To do that, his team encapsulated the DNA in silica spheres with a diameter of about 150 nanometers. The researchers encoded Switzerland’s Federal Charter of 1291 and The Methods of Mechanical Theorems by Archimedes in the DNA.

Simulating data degradation

To simulate the degradation of the information-bearing DNA over a long period of time, researchers stored it at a temperature of between 60 and 70 degrees Celsius for up to a month. Such high temperatures replicate the chemical degradation that takes place over hundreds of years within a few weeks.

That allowed the researchers to compare DNA storage in a sheath of silica glass with other common storage methods: on impregnated filter paper and in a biopolymer. The DNA encapsulated in the glass shell turned out to be particularly robust. By using a fluoride solution, it could be easily separated from the silica glass, and the information read from it.

Since encapsulation in silica is roughly comparable to encapsulation in bones, researchers could draw on prehistoric information about the long-term stability of encapsulated DNA and from this calculate a prognosis

By storing it at low temperatures, such as that found in the Svalbard Global Seed Vault (minus 18 degrees Celsius), DNA-encoded information can survive more than a million years, the researchers suggest. In contrast, data projected on microfilm can be preserved only for an estimated 500 years.

Retrieving lost data

Recovering the original information from the DNA (credit: Robert N. Grass et al./Angew.Chem.Int.)

Data records:
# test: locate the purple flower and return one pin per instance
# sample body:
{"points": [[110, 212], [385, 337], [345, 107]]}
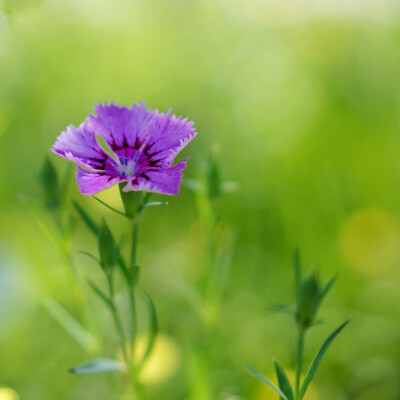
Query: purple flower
{"points": [[142, 145]]}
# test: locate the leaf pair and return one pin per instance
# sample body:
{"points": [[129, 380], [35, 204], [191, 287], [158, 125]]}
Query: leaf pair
{"points": [[285, 390]]}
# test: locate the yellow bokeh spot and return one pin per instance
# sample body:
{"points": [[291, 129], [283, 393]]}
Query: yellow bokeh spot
{"points": [[8, 394], [264, 392], [370, 241], [163, 361]]}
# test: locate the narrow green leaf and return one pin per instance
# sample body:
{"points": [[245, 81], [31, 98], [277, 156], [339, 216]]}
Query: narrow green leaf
{"points": [[100, 294], [86, 219], [152, 329], [283, 381], [318, 358], [98, 366], [297, 268], [155, 203], [65, 182], [324, 291], [281, 308], [264, 379], [85, 339], [108, 251], [109, 207]]}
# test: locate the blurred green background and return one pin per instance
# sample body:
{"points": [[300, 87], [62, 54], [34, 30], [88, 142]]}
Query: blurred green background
{"points": [[302, 99]]}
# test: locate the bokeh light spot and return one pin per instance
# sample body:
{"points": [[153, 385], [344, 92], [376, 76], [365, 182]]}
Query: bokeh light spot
{"points": [[8, 394], [163, 362], [369, 241]]}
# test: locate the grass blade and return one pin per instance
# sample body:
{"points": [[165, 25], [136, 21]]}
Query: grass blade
{"points": [[264, 379], [153, 329], [98, 366], [318, 358], [283, 381]]}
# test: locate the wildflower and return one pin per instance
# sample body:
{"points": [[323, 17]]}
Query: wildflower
{"points": [[142, 145]]}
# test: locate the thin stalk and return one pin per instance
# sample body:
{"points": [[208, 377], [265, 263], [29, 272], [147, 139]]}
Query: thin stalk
{"points": [[299, 364], [132, 305], [117, 322], [135, 234]]}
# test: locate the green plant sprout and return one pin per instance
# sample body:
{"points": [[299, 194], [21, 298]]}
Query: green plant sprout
{"points": [[309, 296]]}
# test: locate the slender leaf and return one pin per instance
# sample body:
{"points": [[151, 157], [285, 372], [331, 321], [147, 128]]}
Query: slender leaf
{"points": [[297, 268], [152, 330], [86, 218], [318, 358], [109, 207], [264, 379], [283, 381], [98, 366], [86, 253], [326, 289], [281, 308], [155, 203], [84, 338], [65, 182]]}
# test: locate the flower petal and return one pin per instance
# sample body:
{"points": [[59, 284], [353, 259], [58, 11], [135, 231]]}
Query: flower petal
{"points": [[121, 126], [80, 146], [163, 181], [169, 135], [92, 182]]}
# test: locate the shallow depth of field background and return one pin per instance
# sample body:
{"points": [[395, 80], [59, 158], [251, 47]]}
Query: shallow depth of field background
{"points": [[302, 98]]}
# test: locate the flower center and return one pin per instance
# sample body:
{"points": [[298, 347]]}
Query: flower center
{"points": [[127, 167]]}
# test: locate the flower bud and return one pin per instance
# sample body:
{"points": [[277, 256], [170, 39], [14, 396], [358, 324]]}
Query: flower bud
{"points": [[308, 301]]}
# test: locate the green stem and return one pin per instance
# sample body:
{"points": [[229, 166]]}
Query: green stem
{"points": [[299, 364], [135, 234], [117, 322], [133, 322]]}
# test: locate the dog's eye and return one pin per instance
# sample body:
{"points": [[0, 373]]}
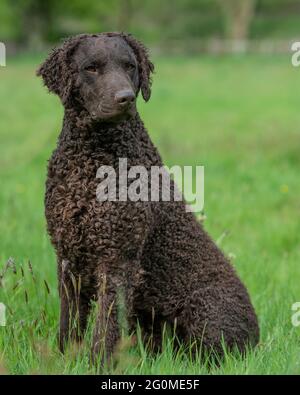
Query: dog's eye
{"points": [[130, 66], [91, 69]]}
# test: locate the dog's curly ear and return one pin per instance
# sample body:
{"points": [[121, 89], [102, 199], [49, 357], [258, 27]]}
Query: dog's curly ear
{"points": [[146, 67], [56, 70]]}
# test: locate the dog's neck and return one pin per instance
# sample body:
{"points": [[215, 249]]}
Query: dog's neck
{"points": [[80, 133]]}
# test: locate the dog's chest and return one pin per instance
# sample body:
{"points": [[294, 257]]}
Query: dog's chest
{"points": [[78, 221]]}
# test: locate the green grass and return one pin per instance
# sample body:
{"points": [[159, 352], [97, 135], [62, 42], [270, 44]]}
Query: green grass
{"points": [[239, 117]]}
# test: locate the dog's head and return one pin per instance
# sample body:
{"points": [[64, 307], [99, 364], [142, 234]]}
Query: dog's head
{"points": [[100, 73]]}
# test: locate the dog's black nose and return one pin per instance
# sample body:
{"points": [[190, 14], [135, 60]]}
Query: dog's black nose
{"points": [[124, 98]]}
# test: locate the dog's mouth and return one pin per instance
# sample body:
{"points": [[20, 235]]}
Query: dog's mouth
{"points": [[111, 114]]}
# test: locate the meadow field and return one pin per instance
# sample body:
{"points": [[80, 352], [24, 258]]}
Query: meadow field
{"points": [[237, 116]]}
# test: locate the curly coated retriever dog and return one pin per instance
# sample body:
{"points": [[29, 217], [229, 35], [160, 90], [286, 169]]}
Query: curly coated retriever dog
{"points": [[168, 268]]}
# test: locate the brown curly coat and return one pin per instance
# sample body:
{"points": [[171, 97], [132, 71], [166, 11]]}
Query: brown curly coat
{"points": [[169, 267]]}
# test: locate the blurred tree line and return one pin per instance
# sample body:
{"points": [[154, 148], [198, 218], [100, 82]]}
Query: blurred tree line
{"points": [[34, 23]]}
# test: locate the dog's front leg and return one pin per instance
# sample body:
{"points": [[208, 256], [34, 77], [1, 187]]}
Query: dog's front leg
{"points": [[107, 330]]}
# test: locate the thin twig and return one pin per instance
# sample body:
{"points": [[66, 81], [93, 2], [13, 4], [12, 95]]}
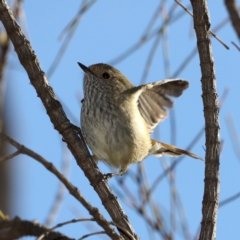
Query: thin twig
{"points": [[71, 188], [212, 33]]}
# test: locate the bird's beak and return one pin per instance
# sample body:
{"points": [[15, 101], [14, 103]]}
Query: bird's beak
{"points": [[84, 68]]}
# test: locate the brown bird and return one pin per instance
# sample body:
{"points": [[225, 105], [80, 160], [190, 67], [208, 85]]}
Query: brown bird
{"points": [[117, 118]]}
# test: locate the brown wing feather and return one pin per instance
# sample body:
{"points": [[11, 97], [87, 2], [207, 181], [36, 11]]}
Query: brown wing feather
{"points": [[154, 101]]}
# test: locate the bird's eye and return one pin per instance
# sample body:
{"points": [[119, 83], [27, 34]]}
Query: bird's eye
{"points": [[106, 75]]}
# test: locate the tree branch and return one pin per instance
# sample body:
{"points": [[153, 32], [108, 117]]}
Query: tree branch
{"points": [[60, 121], [17, 228], [233, 14], [211, 114]]}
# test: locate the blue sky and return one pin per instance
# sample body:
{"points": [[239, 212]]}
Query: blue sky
{"points": [[105, 31]]}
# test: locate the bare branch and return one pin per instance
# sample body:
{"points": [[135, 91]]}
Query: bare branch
{"points": [[54, 109], [71, 188], [17, 228], [211, 114], [212, 33], [232, 8]]}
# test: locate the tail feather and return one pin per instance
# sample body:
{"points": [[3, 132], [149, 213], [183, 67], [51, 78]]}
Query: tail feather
{"points": [[160, 148]]}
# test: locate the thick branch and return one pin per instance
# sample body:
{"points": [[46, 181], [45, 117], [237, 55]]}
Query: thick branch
{"points": [[57, 116], [211, 110]]}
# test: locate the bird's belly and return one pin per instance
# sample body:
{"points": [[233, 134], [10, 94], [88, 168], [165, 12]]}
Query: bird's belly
{"points": [[118, 141]]}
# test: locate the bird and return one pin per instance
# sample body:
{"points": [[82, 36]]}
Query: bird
{"points": [[117, 118]]}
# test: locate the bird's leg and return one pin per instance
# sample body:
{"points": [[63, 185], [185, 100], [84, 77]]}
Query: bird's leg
{"points": [[110, 175]]}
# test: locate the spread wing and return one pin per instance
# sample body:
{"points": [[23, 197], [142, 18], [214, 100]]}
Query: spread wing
{"points": [[153, 102]]}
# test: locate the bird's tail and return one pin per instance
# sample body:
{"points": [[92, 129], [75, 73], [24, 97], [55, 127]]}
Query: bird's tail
{"points": [[160, 148]]}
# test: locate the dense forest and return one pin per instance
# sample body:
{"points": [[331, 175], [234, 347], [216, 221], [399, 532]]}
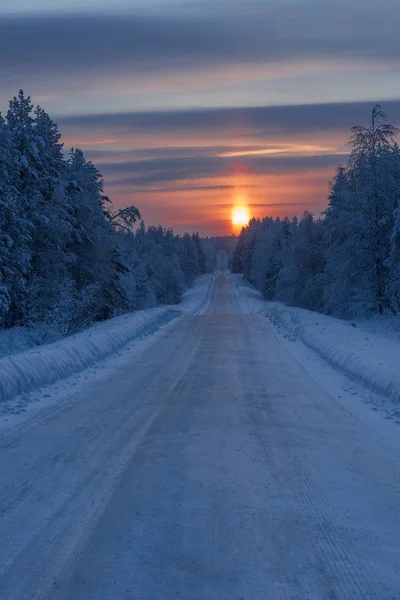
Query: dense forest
{"points": [[347, 262], [67, 256]]}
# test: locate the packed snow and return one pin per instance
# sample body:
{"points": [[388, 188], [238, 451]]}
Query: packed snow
{"points": [[366, 350], [44, 365], [205, 462]]}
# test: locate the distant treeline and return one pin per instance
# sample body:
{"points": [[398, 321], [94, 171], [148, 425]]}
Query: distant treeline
{"points": [[68, 257], [347, 262]]}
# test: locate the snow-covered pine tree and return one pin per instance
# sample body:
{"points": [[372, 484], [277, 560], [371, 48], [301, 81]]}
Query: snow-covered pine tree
{"points": [[15, 235]]}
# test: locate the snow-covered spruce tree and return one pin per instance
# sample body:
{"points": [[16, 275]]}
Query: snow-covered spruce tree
{"points": [[359, 222], [15, 235], [300, 278], [42, 200], [393, 261], [94, 270]]}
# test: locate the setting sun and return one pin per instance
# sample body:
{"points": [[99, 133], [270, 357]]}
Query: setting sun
{"points": [[240, 216]]}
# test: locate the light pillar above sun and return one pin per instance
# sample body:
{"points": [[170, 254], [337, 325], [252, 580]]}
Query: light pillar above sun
{"points": [[240, 216]]}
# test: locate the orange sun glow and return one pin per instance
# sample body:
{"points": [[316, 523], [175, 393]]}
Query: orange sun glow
{"points": [[240, 215]]}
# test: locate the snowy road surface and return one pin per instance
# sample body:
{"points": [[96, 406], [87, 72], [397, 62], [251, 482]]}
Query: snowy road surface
{"points": [[211, 467]]}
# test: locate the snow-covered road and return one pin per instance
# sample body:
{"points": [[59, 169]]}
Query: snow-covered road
{"points": [[211, 467]]}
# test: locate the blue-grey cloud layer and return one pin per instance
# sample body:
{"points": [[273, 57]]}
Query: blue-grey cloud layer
{"points": [[254, 31], [265, 120]]}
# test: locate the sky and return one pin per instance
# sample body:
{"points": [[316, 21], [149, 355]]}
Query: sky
{"points": [[191, 107]]}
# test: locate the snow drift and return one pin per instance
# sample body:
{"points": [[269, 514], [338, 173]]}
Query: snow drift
{"points": [[365, 350], [370, 358], [47, 364]]}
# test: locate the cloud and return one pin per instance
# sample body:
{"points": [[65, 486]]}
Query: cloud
{"points": [[263, 121], [263, 32], [155, 172]]}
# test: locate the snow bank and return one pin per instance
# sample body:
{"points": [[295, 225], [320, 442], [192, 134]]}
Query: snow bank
{"points": [[196, 299], [365, 350], [44, 365], [370, 358]]}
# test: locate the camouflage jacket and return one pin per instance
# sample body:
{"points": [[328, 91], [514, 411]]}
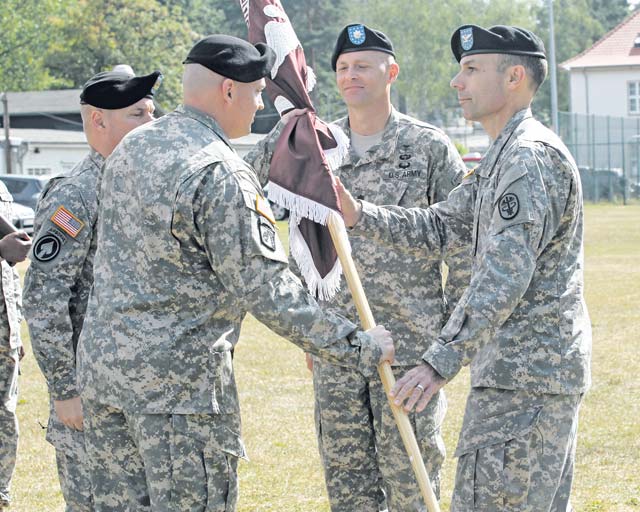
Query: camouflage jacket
{"points": [[523, 322], [11, 306], [414, 164], [60, 276], [187, 245]]}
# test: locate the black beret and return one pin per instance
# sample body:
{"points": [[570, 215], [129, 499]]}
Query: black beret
{"points": [[119, 89], [358, 38], [471, 39], [233, 57]]}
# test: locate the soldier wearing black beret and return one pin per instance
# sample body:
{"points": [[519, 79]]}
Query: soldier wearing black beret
{"points": [[356, 38], [522, 323], [404, 161], [60, 276], [187, 245]]}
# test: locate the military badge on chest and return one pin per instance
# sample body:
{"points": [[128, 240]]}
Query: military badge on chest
{"points": [[267, 234], [403, 168]]}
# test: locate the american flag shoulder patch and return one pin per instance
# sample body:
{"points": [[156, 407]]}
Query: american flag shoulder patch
{"points": [[67, 221]]}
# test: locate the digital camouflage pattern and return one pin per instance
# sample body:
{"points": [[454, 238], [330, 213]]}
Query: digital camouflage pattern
{"points": [[10, 343], [57, 285], [187, 247], [414, 164], [516, 451], [163, 462], [522, 324]]}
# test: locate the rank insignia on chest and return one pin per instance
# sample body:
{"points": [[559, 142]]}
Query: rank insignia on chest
{"points": [[66, 221], [263, 208], [267, 234]]}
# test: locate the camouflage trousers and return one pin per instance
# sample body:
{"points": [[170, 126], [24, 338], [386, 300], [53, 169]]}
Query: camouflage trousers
{"points": [[72, 464], [360, 445], [9, 367], [162, 462], [516, 452]]}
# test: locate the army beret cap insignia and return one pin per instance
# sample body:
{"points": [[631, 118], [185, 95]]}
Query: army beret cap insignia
{"points": [[119, 88], [358, 38], [233, 57], [472, 39]]}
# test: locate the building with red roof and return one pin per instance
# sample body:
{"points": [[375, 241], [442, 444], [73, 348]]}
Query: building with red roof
{"points": [[605, 78]]}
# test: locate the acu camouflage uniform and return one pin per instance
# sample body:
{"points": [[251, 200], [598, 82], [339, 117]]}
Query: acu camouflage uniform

Problems and tasks:
A - Answer from the DNA storage excerpt:
(i) What diameter were the silica spheres?
(ii) At what temperature range was the DNA kept to simulate degradation?
(iii) How long can data on microfilm be preserved, by estimate?
B - Which DNA storage methods did the researchers compare in the DNA storage excerpt? List them all.
C - Copy the DNA storage excerpt from "To simulate the" up to and including "a few weeks.".
Answer from the DNA storage excerpt alone.

Answers to the exercises:
A -
(i) About 150 nanometers
(ii) Between 60 and 70 degrees Celsius
(iii) About 500 years

B -
- A sheath of silica glass
- Impregnated filter paper
- A biopolymer

C -
To simulate the degradation of the information-bearing DNA over a long period of time, researchers stored it at a temperature of between 60 and 70 degrees Celsius for up to a month. Such high temperatures replicate the chemical degradation that takes place over hundreds of years within a few weeks.